Brief ::
In your copy, include every record exactly and no pictures.

Data for this exercise ::
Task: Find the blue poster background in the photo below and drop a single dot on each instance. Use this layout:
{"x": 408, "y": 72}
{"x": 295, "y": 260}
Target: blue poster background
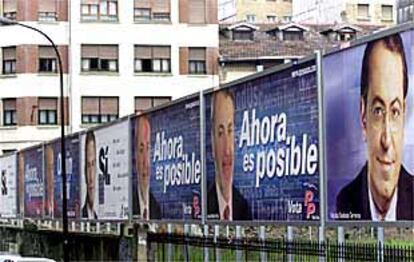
{"x": 180, "y": 121}
{"x": 72, "y": 177}
{"x": 33, "y": 182}
{"x": 293, "y": 92}
{"x": 346, "y": 152}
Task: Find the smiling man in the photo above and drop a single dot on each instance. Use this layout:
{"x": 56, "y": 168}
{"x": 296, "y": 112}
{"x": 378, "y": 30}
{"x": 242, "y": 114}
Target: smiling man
{"x": 223, "y": 198}
{"x": 383, "y": 190}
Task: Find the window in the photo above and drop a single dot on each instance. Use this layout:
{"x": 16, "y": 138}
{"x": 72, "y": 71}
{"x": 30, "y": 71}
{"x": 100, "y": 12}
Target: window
{"x": 363, "y": 11}
{"x": 386, "y": 11}
{"x": 9, "y": 112}
{"x": 9, "y": 60}
{"x": 242, "y": 35}
{"x": 152, "y": 10}
{"x": 293, "y": 35}
{"x": 10, "y": 9}
{"x": 152, "y": 59}
{"x": 251, "y": 18}
{"x": 47, "y": 11}
{"x": 47, "y": 60}
{"x": 99, "y": 58}
{"x": 47, "y": 114}
{"x": 197, "y": 60}
{"x": 99, "y": 10}
{"x": 196, "y": 11}
{"x": 96, "y": 110}
{"x": 271, "y": 19}
{"x": 144, "y": 103}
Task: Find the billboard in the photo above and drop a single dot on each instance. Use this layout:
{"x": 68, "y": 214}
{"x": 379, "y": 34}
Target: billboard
{"x": 262, "y": 148}
{"x": 31, "y": 164}
{"x": 8, "y": 186}
{"x": 105, "y": 172}
{"x": 166, "y": 163}
{"x": 53, "y": 178}
{"x": 370, "y": 130}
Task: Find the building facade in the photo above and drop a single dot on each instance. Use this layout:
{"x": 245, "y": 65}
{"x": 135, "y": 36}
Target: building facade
{"x": 249, "y": 48}
{"x": 255, "y": 11}
{"x": 405, "y": 11}
{"x": 119, "y": 57}
{"x": 378, "y": 12}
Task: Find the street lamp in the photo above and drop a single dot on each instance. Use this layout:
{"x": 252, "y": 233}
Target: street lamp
{"x": 6, "y": 21}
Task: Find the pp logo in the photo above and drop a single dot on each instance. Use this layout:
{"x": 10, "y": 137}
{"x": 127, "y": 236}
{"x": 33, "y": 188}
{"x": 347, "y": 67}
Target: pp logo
{"x": 309, "y": 204}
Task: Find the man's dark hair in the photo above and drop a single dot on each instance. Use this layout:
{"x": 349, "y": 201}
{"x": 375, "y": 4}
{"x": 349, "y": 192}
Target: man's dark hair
{"x": 392, "y": 43}
{"x": 227, "y": 94}
{"x": 90, "y": 136}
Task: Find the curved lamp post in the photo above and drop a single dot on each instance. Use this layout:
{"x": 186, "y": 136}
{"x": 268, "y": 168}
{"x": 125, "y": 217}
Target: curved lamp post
{"x": 6, "y": 21}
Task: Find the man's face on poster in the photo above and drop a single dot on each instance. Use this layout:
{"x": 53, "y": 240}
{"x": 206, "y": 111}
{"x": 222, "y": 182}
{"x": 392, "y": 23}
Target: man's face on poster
{"x": 90, "y": 171}
{"x": 143, "y": 152}
{"x": 383, "y": 120}
{"x": 223, "y": 141}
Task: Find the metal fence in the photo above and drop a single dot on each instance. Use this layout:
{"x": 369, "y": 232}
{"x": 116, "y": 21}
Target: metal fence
{"x": 171, "y": 247}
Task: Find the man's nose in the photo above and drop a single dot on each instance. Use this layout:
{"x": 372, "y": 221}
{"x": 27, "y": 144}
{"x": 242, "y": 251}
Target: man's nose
{"x": 386, "y": 135}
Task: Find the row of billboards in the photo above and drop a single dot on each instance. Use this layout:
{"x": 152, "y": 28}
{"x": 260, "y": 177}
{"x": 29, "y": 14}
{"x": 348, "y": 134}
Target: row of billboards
{"x": 251, "y": 151}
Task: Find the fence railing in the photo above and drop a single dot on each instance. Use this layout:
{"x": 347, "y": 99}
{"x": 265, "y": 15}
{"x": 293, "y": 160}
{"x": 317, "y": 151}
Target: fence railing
{"x": 192, "y": 248}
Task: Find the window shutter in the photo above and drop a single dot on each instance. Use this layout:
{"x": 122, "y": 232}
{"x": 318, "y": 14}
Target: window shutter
{"x": 183, "y": 60}
{"x": 161, "y": 52}
{"x": 143, "y": 52}
{"x": 47, "y": 52}
{"x": 9, "y": 6}
{"x": 142, "y": 103}
{"x": 161, "y": 6}
{"x": 196, "y": 11}
{"x": 47, "y": 6}
{"x": 47, "y": 103}
{"x": 197, "y": 54}
{"x": 90, "y": 105}
{"x": 9, "y": 53}
{"x": 109, "y": 105}
{"x": 108, "y": 52}
{"x": 142, "y": 4}
{"x": 9, "y": 104}
{"x": 90, "y": 51}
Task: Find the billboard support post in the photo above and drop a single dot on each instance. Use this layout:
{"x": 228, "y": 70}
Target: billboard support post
{"x": 216, "y": 236}
{"x": 321, "y": 147}
{"x": 262, "y": 237}
{"x": 239, "y": 254}
{"x": 341, "y": 242}
{"x": 206, "y": 258}
{"x": 380, "y": 244}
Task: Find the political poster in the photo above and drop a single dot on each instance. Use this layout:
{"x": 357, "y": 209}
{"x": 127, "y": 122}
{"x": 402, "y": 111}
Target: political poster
{"x": 105, "y": 172}
{"x": 262, "y": 148}
{"x": 32, "y": 168}
{"x": 166, "y": 163}
{"x": 8, "y": 186}
{"x": 53, "y": 178}
{"x": 368, "y": 101}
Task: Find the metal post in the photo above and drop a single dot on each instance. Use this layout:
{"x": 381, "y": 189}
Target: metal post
{"x": 239, "y": 252}
{"x": 169, "y": 246}
{"x": 341, "y": 243}
{"x": 290, "y": 240}
{"x": 262, "y": 236}
{"x": 66, "y": 248}
{"x": 380, "y": 244}
{"x": 206, "y": 258}
{"x": 322, "y": 168}
{"x": 216, "y": 236}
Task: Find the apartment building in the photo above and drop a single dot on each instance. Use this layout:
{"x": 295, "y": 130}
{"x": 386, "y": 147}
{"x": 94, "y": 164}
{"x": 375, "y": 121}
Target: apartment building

Task result ::
Task: Find the blue poster background in the photo below and drop a single dot on each instance. Use this layout:
{"x": 408, "y": 72}
{"x": 295, "y": 260}
Target: blue poster background
{"x": 180, "y": 121}
{"x": 72, "y": 177}
{"x": 33, "y": 182}
{"x": 293, "y": 92}
{"x": 346, "y": 152}
Task: Find the smiling man in the photo above and drop a single dot on each instance. Use this layout:
{"x": 56, "y": 168}
{"x": 296, "y": 112}
{"x": 378, "y": 30}
{"x": 242, "y": 114}
Target: smiling man
{"x": 223, "y": 198}
{"x": 383, "y": 190}
Task: Find the window in the photo above and drop a single dot on each instance. Use this layout:
{"x": 16, "y": 138}
{"x": 72, "y": 71}
{"x": 30, "y": 71}
{"x": 100, "y": 12}
Target: window
{"x": 363, "y": 11}
{"x": 386, "y": 11}
{"x": 9, "y": 112}
{"x": 9, "y": 60}
{"x": 242, "y": 35}
{"x": 152, "y": 10}
{"x": 293, "y": 35}
{"x": 10, "y": 9}
{"x": 152, "y": 59}
{"x": 251, "y": 18}
{"x": 47, "y": 11}
{"x": 47, "y": 60}
{"x": 99, "y": 58}
{"x": 47, "y": 114}
{"x": 197, "y": 60}
{"x": 99, "y": 10}
{"x": 196, "y": 11}
{"x": 96, "y": 110}
{"x": 271, "y": 19}
{"x": 144, "y": 103}
Task: Find the billboard in the photo above and drop a single dot on each instance. Use this layout:
{"x": 68, "y": 214}
{"x": 379, "y": 34}
Target: billboard
{"x": 262, "y": 148}
{"x": 31, "y": 164}
{"x": 8, "y": 186}
{"x": 105, "y": 172}
{"x": 166, "y": 163}
{"x": 53, "y": 178}
{"x": 370, "y": 130}
Task: Find the building facade in the photo above and drop a single dot on each instance. Use this layout:
{"x": 245, "y": 65}
{"x": 135, "y": 36}
Target: building facade
{"x": 249, "y": 48}
{"x": 255, "y": 11}
{"x": 405, "y": 11}
{"x": 119, "y": 57}
{"x": 378, "y": 12}
Task: Find the street lamp in the photo above and drop a single dot on each instance. Use this layout:
{"x": 252, "y": 233}
Target: street lamp
{"x": 6, "y": 21}
Task: Find the pp logo in the photo above and drop a single dot on each instance. Use this layout:
{"x": 10, "y": 137}
{"x": 127, "y": 236}
{"x": 33, "y": 188}
{"x": 347, "y": 67}
Target: pp logo
{"x": 309, "y": 204}
Task: Find the man's dark hair in the photo above and drop a single dot on each instance. Use this layout:
{"x": 349, "y": 201}
{"x": 375, "y": 4}
{"x": 349, "y": 192}
Target: man's dark hair
{"x": 392, "y": 43}
{"x": 227, "y": 94}
{"x": 90, "y": 136}
Task: Find the curved lamp post in the photo above and drop a single dot on each instance. Use this layout:
{"x": 186, "y": 136}
{"x": 268, "y": 168}
{"x": 125, "y": 217}
Target: curved lamp post
{"x": 6, "y": 21}
Task: Find the man's face on poster in the photo above and drop a single dot on each instance. Use this layout:
{"x": 53, "y": 240}
{"x": 206, "y": 111}
{"x": 222, "y": 182}
{"x": 392, "y": 23}
Target: man's face on poster
{"x": 90, "y": 171}
{"x": 143, "y": 152}
{"x": 383, "y": 120}
{"x": 223, "y": 141}
Task: Find the metal fence in the photo above and drop a single dot on each instance. Use this layout:
{"x": 369, "y": 232}
{"x": 116, "y": 21}
Target: metal fence
{"x": 171, "y": 247}
Task: Find the man's nose in the photo above and drop a single dot on each instance. Use this layout:
{"x": 372, "y": 221}
{"x": 27, "y": 144}
{"x": 242, "y": 251}
Target: man's nose
{"x": 386, "y": 135}
Task: Find the row of billboards in the photo above and drop a single dot on each instance. Use this layout:
{"x": 152, "y": 28}
{"x": 260, "y": 177}
{"x": 29, "y": 14}
{"x": 348, "y": 134}
Target: row of billboards
{"x": 251, "y": 151}
Task: Find the fence railing in the photo above and drop a single dot on each instance. Use this layout:
{"x": 347, "y": 99}
{"x": 265, "y": 15}
{"x": 293, "y": 160}
{"x": 317, "y": 151}
Target: fence railing
{"x": 192, "y": 248}
Task: Find the window shutter in the photo above and drop a single dot on each instance. Use this layout:
{"x": 122, "y": 232}
{"x": 318, "y": 14}
Target: window shutter
{"x": 183, "y": 60}
{"x": 161, "y": 52}
{"x": 143, "y": 52}
{"x": 47, "y": 52}
{"x": 9, "y": 6}
{"x": 142, "y": 103}
{"x": 161, "y": 6}
{"x": 196, "y": 11}
{"x": 47, "y": 6}
{"x": 47, "y": 103}
{"x": 197, "y": 54}
{"x": 90, "y": 105}
{"x": 9, "y": 53}
{"x": 109, "y": 105}
{"x": 108, "y": 52}
{"x": 142, "y": 4}
{"x": 9, "y": 104}
{"x": 90, "y": 51}
Task: Find the billboard support post in the photo above and drop a single dot on each instance. Use this layout:
{"x": 228, "y": 70}
Target: billboard support post
{"x": 216, "y": 236}
{"x": 321, "y": 147}
{"x": 262, "y": 237}
{"x": 239, "y": 254}
{"x": 341, "y": 242}
{"x": 206, "y": 258}
{"x": 380, "y": 244}
Task: Find the political poster in the photo above and drop a single dot on each instance. Use this layout:
{"x": 357, "y": 209}
{"x": 127, "y": 122}
{"x": 402, "y": 111}
Target: political poster
{"x": 105, "y": 172}
{"x": 262, "y": 148}
{"x": 32, "y": 168}
{"x": 166, "y": 163}
{"x": 8, "y": 186}
{"x": 53, "y": 178}
{"x": 368, "y": 101}
Task: Find the metal post in the photo above and drop a single dot on each instance. Use this layout:
{"x": 381, "y": 189}
Target: metal post
{"x": 239, "y": 252}
{"x": 169, "y": 246}
{"x": 341, "y": 243}
{"x": 290, "y": 240}
{"x": 262, "y": 236}
{"x": 66, "y": 248}
{"x": 380, "y": 244}
{"x": 206, "y": 258}
{"x": 322, "y": 168}
{"x": 216, "y": 236}
Task: Find the apartment building in the photo above and drop a single dot on each instance. Use this layout:
{"x": 295, "y": 130}
{"x": 386, "y": 147}
{"x": 94, "y": 164}
{"x": 375, "y": 121}
Target: apartment building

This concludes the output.